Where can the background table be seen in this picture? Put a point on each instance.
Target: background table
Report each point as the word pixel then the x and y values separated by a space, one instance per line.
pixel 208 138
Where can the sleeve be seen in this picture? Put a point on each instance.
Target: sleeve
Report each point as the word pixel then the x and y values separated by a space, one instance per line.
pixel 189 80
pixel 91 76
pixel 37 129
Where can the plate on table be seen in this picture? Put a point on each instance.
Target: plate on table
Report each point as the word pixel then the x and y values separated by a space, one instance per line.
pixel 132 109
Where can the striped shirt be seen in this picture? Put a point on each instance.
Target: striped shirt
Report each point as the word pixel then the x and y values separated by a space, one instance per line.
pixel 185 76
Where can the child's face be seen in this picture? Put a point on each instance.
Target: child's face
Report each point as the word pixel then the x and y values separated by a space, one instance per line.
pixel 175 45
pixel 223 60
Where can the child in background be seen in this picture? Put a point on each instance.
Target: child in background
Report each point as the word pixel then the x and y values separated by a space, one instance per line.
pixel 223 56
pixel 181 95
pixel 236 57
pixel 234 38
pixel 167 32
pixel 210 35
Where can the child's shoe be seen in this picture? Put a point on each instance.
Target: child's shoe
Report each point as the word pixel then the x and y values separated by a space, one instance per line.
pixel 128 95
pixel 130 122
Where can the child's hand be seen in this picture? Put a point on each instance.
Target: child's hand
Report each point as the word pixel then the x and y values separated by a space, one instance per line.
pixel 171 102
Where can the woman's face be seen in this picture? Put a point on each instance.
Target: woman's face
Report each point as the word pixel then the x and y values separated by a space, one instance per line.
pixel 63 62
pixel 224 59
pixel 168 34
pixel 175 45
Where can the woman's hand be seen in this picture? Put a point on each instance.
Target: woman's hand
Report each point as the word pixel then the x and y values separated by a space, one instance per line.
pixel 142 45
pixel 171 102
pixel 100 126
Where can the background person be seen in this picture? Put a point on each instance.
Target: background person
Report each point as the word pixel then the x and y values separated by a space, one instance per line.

******

Scan the records for the string "table". Copy each line in which it appears.

> _SOLUTION_
Where can the background table be seen in this picture? Put a point on each instance.
Target: background table
Where can the plate on table be seen in this picture? Put a point on each instance.
Target: plate on table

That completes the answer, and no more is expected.